:: Entries provided ::
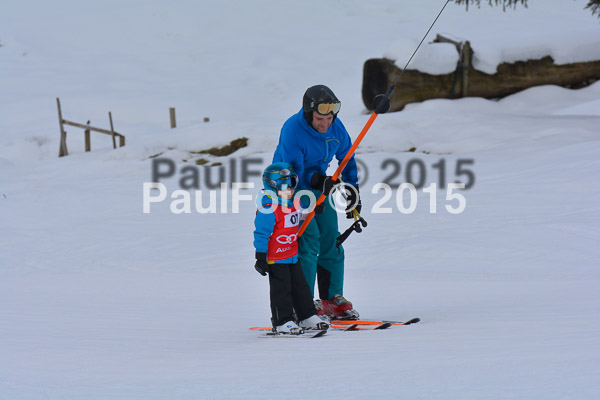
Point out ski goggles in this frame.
[316,103,342,115]
[276,175,298,190]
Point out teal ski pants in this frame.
[298,192,344,299]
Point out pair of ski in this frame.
[250,318,420,338]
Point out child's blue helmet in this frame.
[263,162,298,193]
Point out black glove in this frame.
[310,172,338,196]
[254,253,271,276]
[315,200,327,214]
[346,185,362,219]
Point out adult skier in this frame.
[273,85,361,318]
[254,162,329,334]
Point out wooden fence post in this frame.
[108,111,117,149]
[462,40,473,97]
[169,107,177,129]
[83,121,92,151]
[56,97,69,157]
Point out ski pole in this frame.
[298,0,450,237]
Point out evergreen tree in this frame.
[454,0,600,17]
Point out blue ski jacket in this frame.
[273,110,358,190]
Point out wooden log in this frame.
[63,119,123,136]
[362,51,600,111]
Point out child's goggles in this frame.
[317,103,342,115]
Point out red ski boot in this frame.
[315,294,358,319]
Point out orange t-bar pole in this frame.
[298,112,379,237]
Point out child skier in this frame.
[254,162,329,335]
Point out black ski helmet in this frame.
[302,85,341,125]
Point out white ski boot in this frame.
[299,315,329,331]
[274,321,304,335]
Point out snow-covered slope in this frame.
[0,0,600,399]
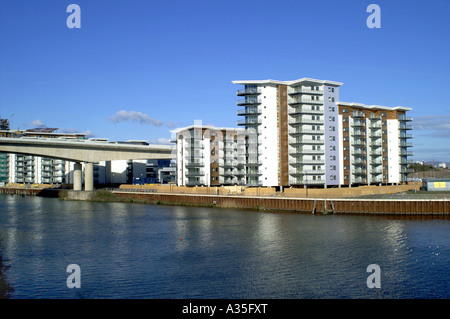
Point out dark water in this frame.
[0,195,450,299]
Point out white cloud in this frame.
[30,120,47,127]
[108,110,164,126]
[59,128,96,138]
[412,114,450,138]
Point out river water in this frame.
[0,195,450,299]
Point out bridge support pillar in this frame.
[84,163,94,191]
[73,162,82,191]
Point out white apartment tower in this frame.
[233,78,412,187]
[171,124,246,186]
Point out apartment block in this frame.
[233,78,412,187]
[171,124,246,186]
[233,78,342,186]
[338,102,413,185]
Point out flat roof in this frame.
[231,78,344,86]
[170,124,245,133]
[336,101,412,111]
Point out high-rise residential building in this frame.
[171,124,246,186]
[338,102,413,185]
[233,78,412,187]
[0,118,9,183]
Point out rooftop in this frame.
[232,78,344,86]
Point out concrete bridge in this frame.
[0,137,172,191]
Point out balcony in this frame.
[288,97,323,105]
[289,158,325,166]
[288,107,323,115]
[234,169,245,176]
[352,121,366,127]
[236,88,261,96]
[237,98,261,106]
[237,118,261,126]
[288,117,324,126]
[400,150,414,156]
[288,87,323,95]
[352,130,366,136]
[289,138,325,146]
[185,160,205,168]
[400,142,413,147]
[370,141,381,148]
[289,169,326,176]
[219,160,237,167]
[289,148,325,156]
[288,127,325,135]
[352,139,367,146]
[352,111,366,118]
[398,115,412,122]
[370,150,382,156]
[399,124,413,130]
[246,169,262,177]
[246,158,262,166]
[370,168,383,175]
[186,169,205,177]
[237,106,261,116]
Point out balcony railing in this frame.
[289,159,325,166]
[237,107,261,116]
[289,138,325,146]
[352,130,366,136]
[288,97,323,105]
[289,148,325,156]
[288,107,323,115]
[288,127,324,135]
[237,98,261,106]
[289,169,326,176]
[352,121,366,127]
[288,87,323,95]
[352,111,366,118]
[237,118,261,126]
[185,160,205,168]
[236,88,261,96]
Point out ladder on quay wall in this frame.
[312,199,335,215]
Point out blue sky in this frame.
[0,0,450,162]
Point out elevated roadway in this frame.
[0,137,173,191]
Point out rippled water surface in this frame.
[0,195,450,299]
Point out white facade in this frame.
[233,78,412,187]
[172,124,245,186]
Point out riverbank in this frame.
[3,185,450,216]
[61,190,450,216]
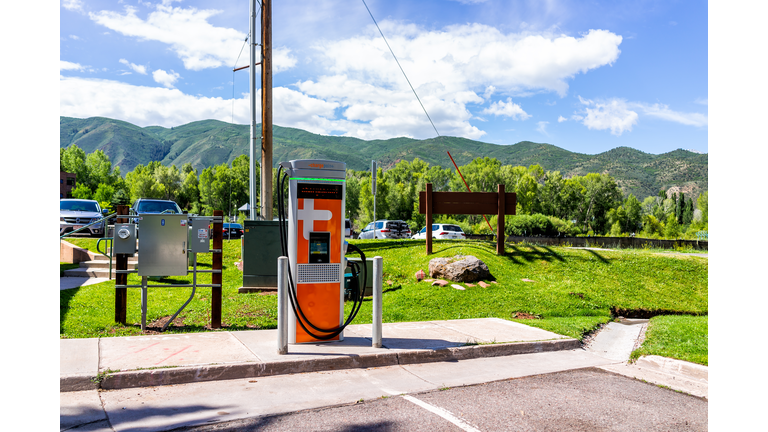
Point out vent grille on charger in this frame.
[296,264,341,283]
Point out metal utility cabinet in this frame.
[241,220,282,291]
[138,214,189,276]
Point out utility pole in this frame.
[260,0,272,221]
[250,0,264,220]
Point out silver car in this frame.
[357,220,411,239]
[59,198,106,236]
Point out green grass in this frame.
[632,315,709,366]
[60,239,708,366]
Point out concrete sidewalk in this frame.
[59,318,581,392]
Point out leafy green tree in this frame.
[696,191,709,224]
[59,144,89,186]
[622,194,643,233]
[664,214,680,239]
[72,183,93,199]
[93,183,115,208]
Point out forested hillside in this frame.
[59,117,708,197]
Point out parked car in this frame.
[344,219,352,238]
[357,220,411,239]
[411,224,467,240]
[59,198,107,236]
[222,223,243,239]
[131,198,182,214]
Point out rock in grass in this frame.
[416,270,427,282]
[429,255,491,282]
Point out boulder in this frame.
[429,255,491,282]
[416,270,427,282]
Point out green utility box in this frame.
[344,258,373,297]
[240,220,287,293]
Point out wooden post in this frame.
[424,183,432,255]
[112,205,127,325]
[211,210,224,328]
[496,184,507,255]
[260,0,272,221]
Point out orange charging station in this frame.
[280,160,346,343]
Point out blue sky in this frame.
[59,0,709,154]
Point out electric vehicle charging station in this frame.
[113,213,222,331]
[278,160,365,343]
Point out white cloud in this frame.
[482,98,531,120]
[152,69,179,88]
[579,96,638,136]
[89,2,296,73]
[572,96,709,136]
[61,0,83,11]
[120,59,147,74]
[634,103,709,127]
[316,21,622,96]
[59,60,85,71]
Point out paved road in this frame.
[175,368,708,432]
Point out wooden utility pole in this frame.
[260,0,272,221]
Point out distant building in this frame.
[59,171,77,199]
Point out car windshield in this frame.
[59,201,100,213]
[136,201,179,213]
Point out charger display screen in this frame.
[296,183,344,200]
[309,232,331,264]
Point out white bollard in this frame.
[277,257,290,355]
[371,256,384,348]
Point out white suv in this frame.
[411,224,467,240]
[357,220,411,239]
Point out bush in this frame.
[504,213,558,236]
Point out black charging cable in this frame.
[277,165,368,340]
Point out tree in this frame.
[664,214,680,238]
[696,191,709,224]
[622,194,643,233]
[72,183,93,199]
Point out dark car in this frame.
[222,223,243,239]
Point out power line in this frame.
[362,0,440,137]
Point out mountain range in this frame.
[59,117,708,200]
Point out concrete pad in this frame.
[99,332,259,371]
[432,318,568,343]
[402,349,615,388]
[101,366,434,432]
[59,390,112,432]
[586,318,648,362]
[231,327,400,362]
[347,322,477,350]
[59,338,99,391]
[600,356,709,399]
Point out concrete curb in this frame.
[64,339,581,392]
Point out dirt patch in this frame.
[611,306,709,319]
[512,312,541,319]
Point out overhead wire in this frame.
[232,4,261,124]
[362,0,440,137]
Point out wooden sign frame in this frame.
[419,183,517,255]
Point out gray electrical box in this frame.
[138,213,189,276]
[112,224,136,256]
[189,219,211,253]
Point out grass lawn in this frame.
[632,315,709,366]
[60,239,708,364]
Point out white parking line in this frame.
[403,395,480,432]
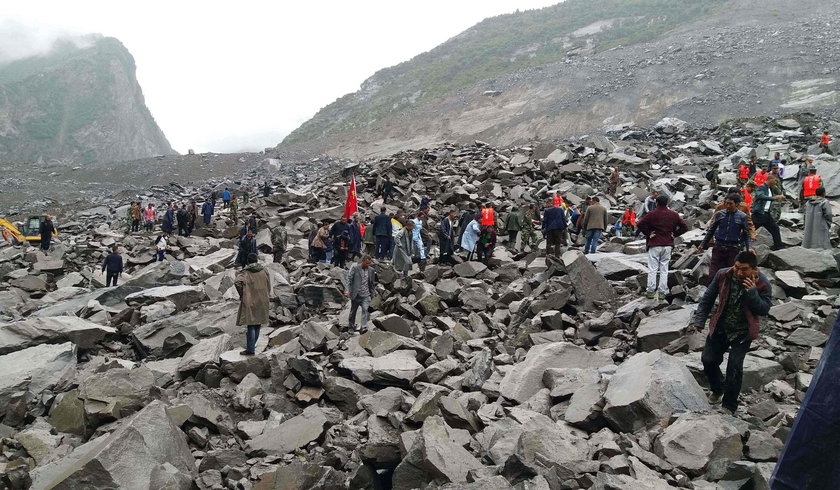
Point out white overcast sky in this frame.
[0,0,561,153]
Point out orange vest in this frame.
[802,174,822,197]
[481,208,496,226]
[741,187,752,209]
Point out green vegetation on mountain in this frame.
[281,0,728,146]
[0,38,172,163]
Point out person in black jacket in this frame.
[373,207,393,259]
[38,215,55,252]
[102,245,123,287]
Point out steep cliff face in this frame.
[278,0,840,158]
[0,38,175,164]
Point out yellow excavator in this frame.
[0,215,58,245]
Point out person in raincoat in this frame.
[392,221,416,277]
[461,219,481,260]
[802,187,834,250]
[233,253,271,356]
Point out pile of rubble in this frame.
[0,116,840,489]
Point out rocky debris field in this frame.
[0,115,840,490]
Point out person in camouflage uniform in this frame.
[520,204,540,250]
[770,165,785,223]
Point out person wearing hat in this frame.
[233,252,271,356]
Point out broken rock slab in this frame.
[500,342,613,403]
[0,316,117,354]
[562,250,616,309]
[637,308,694,352]
[604,350,710,432]
[30,401,197,490]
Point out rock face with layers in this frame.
[604,350,710,432]
[32,401,196,490]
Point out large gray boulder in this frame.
[392,415,482,490]
[769,247,837,277]
[125,286,207,311]
[499,342,612,403]
[604,350,711,432]
[654,413,744,480]
[30,401,197,490]
[0,342,76,418]
[338,350,424,386]
[0,316,116,354]
[248,405,336,455]
[562,250,616,309]
[636,308,694,352]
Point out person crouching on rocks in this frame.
[233,253,271,356]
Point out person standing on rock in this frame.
[438,209,457,265]
[638,196,688,301]
[610,167,621,196]
[520,204,539,251]
[802,187,834,250]
[697,192,752,282]
[236,230,258,266]
[38,215,55,252]
[271,221,289,263]
[621,206,636,236]
[201,201,213,226]
[312,221,330,262]
[175,204,190,236]
[143,203,157,231]
[505,206,525,250]
[155,231,169,262]
[752,175,785,250]
[690,251,773,413]
[373,206,391,259]
[580,197,608,254]
[233,253,271,356]
[820,130,831,155]
[131,201,143,233]
[392,221,416,277]
[344,255,376,333]
[227,196,239,224]
[160,202,175,234]
[461,214,481,261]
[102,245,123,287]
[542,200,568,257]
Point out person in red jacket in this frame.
[621,206,636,236]
[738,160,750,187]
[802,167,822,200]
[820,131,831,155]
[753,168,770,187]
[639,196,688,300]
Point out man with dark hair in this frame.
[542,199,566,257]
[373,206,393,259]
[344,255,376,333]
[580,196,609,254]
[802,187,834,250]
[752,175,785,250]
[102,245,123,287]
[638,196,688,300]
[691,251,773,413]
[233,253,271,356]
[697,192,752,282]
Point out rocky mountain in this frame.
[0,37,175,164]
[278,0,840,158]
[0,114,840,490]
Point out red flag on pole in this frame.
[344,174,359,219]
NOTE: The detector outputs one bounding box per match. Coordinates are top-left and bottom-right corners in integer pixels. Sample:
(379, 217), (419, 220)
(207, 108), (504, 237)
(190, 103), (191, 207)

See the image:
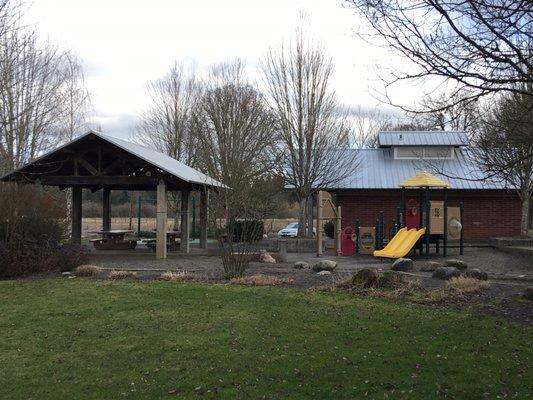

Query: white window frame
(394, 146), (455, 160)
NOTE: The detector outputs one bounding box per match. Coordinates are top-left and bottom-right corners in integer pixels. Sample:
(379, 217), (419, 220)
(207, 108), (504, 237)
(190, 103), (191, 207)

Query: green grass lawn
(0, 278), (533, 399)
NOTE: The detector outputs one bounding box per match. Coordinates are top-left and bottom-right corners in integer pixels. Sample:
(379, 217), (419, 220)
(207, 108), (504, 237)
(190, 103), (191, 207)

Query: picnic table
(143, 231), (181, 251)
(91, 229), (137, 250)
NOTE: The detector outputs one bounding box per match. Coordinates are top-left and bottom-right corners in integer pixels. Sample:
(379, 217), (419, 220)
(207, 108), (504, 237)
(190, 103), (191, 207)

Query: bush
(74, 264), (102, 276)
(226, 220), (265, 242)
(324, 221), (335, 239)
(48, 243), (88, 272)
(108, 270), (137, 280)
(0, 184), (71, 278)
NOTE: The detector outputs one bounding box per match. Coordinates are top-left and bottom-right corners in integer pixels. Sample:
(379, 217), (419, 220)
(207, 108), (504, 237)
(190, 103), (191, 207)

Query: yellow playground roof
(400, 171), (451, 188)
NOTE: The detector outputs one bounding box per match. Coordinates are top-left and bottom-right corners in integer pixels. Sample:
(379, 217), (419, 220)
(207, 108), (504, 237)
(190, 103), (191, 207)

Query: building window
(394, 146), (453, 159)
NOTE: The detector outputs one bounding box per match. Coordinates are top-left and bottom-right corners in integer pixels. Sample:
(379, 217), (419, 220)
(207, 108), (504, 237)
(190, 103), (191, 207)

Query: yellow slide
(374, 228), (426, 258)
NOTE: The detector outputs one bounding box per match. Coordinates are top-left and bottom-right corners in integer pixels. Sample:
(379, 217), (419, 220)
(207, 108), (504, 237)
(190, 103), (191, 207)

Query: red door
(341, 226), (355, 256)
(405, 199), (420, 229)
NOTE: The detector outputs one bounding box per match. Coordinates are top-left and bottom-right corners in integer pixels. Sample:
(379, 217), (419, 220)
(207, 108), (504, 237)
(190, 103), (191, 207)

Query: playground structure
(343, 171), (464, 258)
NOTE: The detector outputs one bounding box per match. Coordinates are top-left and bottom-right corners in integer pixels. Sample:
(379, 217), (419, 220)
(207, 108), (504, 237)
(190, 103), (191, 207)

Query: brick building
(328, 131), (521, 242)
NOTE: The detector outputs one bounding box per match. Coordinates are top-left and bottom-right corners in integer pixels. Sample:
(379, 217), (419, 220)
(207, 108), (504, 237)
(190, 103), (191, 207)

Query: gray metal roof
(332, 148), (507, 190)
(0, 131), (227, 187)
(93, 131), (226, 187)
(378, 131), (469, 147)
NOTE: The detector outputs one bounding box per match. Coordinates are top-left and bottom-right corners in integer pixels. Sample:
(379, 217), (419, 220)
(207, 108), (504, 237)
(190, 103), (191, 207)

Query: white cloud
(29, 0), (420, 135)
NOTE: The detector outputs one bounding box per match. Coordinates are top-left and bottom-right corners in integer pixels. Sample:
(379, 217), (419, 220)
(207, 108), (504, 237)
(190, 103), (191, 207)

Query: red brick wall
(335, 189), (521, 242)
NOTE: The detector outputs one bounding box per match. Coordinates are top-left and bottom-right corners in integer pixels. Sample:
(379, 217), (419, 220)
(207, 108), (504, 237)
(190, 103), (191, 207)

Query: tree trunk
(520, 193), (531, 236)
(298, 197), (307, 237)
(307, 195), (314, 238)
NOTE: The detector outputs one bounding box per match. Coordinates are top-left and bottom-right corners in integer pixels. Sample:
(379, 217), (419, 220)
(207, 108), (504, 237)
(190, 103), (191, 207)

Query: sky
(27, 0), (417, 137)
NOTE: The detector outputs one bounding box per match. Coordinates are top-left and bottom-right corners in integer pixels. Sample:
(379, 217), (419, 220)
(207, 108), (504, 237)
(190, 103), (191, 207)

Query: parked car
(278, 222), (316, 237)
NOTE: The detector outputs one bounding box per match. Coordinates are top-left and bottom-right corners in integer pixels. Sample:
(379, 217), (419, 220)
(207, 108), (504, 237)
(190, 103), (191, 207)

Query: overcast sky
(28, 0), (415, 137)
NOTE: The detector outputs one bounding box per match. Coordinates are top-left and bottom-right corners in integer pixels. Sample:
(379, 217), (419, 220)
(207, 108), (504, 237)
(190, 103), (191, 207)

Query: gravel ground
(90, 247), (533, 324)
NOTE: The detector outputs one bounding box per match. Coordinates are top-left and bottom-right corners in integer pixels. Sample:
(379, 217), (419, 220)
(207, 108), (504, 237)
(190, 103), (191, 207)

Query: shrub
(226, 220), (265, 242)
(74, 264), (102, 276)
(230, 274), (294, 286)
(48, 243), (88, 272)
(324, 221), (335, 239)
(108, 270), (137, 280)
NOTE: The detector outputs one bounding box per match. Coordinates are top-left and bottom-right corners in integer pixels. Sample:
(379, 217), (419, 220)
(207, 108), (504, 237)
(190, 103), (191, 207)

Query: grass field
(0, 278), (533, 399)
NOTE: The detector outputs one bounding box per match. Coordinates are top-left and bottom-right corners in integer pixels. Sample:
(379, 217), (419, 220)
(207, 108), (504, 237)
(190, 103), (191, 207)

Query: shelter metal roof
(0, 131), (226, 187)
(378, 131), (469, 147)
(324, 148), (507, 190)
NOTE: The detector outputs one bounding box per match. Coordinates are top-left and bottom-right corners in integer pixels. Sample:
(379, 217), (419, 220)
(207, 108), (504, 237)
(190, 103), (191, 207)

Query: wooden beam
(200, 188), (209, 249)
(40, 175), (158, 188)
(71, 187), (81, 244)
(180, 190), (191, 253)
(77, 157), (98, 175)
(155, 180), (167, 259)
(102, 188), (111, 231)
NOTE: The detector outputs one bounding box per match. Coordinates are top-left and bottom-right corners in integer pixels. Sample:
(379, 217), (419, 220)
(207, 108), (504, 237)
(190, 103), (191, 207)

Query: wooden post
(200, 188), (209, 249)
(316, 191), (324, 257)
(425, 187), (431, 258)
(181, 190), (191, 253)
(71, 186), (81, 244)
(155, 180), (167, 259)
(102, 188), (111, 231)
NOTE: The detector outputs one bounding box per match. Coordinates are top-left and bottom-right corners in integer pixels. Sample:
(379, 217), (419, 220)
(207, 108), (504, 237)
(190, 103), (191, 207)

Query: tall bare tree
(471, 89), (533, 235)
(137, 63), (201, 166)
(0, 1), (88, 171)
(60, 53), (91, 141)
(195, 61), (276, 277)
(262, 31), (356, 236)
(346, 0), (533, 108)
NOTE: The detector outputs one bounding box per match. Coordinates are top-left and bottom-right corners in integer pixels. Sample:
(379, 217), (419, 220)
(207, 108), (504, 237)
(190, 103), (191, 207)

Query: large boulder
(391, 258), (413, 271)
(294, 261), (309, 269)
(259, 250), (276, 264)
(313, 260), (337, 272)
(352, 268), (378, 288)
(420, 261), (444, 272)
(444, 258), (468, 271)
(524, 286), (533, 300)
(463, 268), (488, 281)
(432, 267), (461, 281)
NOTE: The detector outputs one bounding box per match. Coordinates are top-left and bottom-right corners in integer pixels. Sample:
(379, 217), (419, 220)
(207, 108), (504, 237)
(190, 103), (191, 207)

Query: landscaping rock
(524, 286), (533, 300)
(352, 268), (378, 288)
(313, 260), (337, 272)
(420, 261), (444, 272)
(432, 267), (461, 281)
(444, 258), (468, 271)
(259, 250), (276, 264)
(375, 271), (403, 289)
(463, 268), (488, 281)
(294, 261), (309, 269)
(391, 258), (413, 271)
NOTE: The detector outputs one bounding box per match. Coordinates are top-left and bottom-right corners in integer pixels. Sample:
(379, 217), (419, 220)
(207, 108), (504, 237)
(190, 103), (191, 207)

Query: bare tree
(471, 89), (533, 236)
(346, 0), (533, 108)
(411, 91), (480, 135)
(195, 61), (276, 277)
(0, 1), (88, 171)
(137, 63), (201, 166)
(60, 53), (91, 141)
(262, 32), (356, 236)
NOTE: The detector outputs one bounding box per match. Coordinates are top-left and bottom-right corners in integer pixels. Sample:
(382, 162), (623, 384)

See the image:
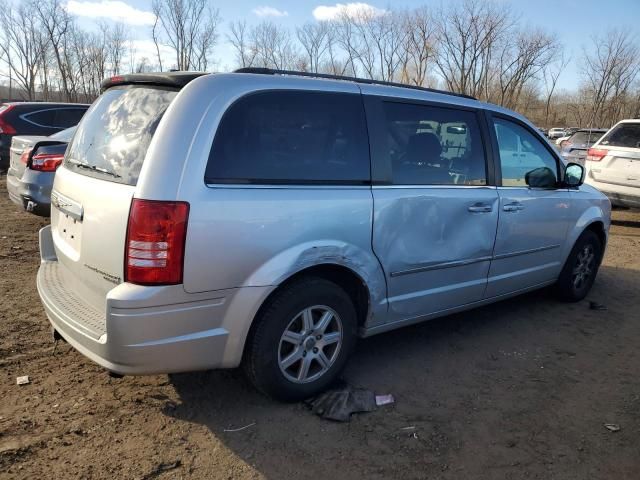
:::
▶ **Task instructions**:
Copy the entries again, starting at the line that contains "Point out charger" and stopping after the line that contains "[59,117,708,200]", and substitute "shrub" for "bush" while leaving everything else unchanged.

▶ **Exercise solution**:
Point out charger display screen in this frame.
[296,183,344,200]
[309,232,331,264]
Point out white bollard in this frame.
[277,257,290,355]
[371,256,384,348]
Point out white suv in this frame.
[411,224,467,240]
[357,220,411,239]
Point out shrub in this frame.
[504,213,558,236]
Point out black charging cable in this frame.
[277,165,368,340]
Point out tree in this frame.
[664,214,680,238]
[696,191,709,224]
[622,194,643,233]
[72,183,93,199]
Point out dark car in this frame.
[222,223,243,239]
Point out power line in this frame.
[362,0,440,137]
Point out mountain range in this frame.
[59,117,708,200]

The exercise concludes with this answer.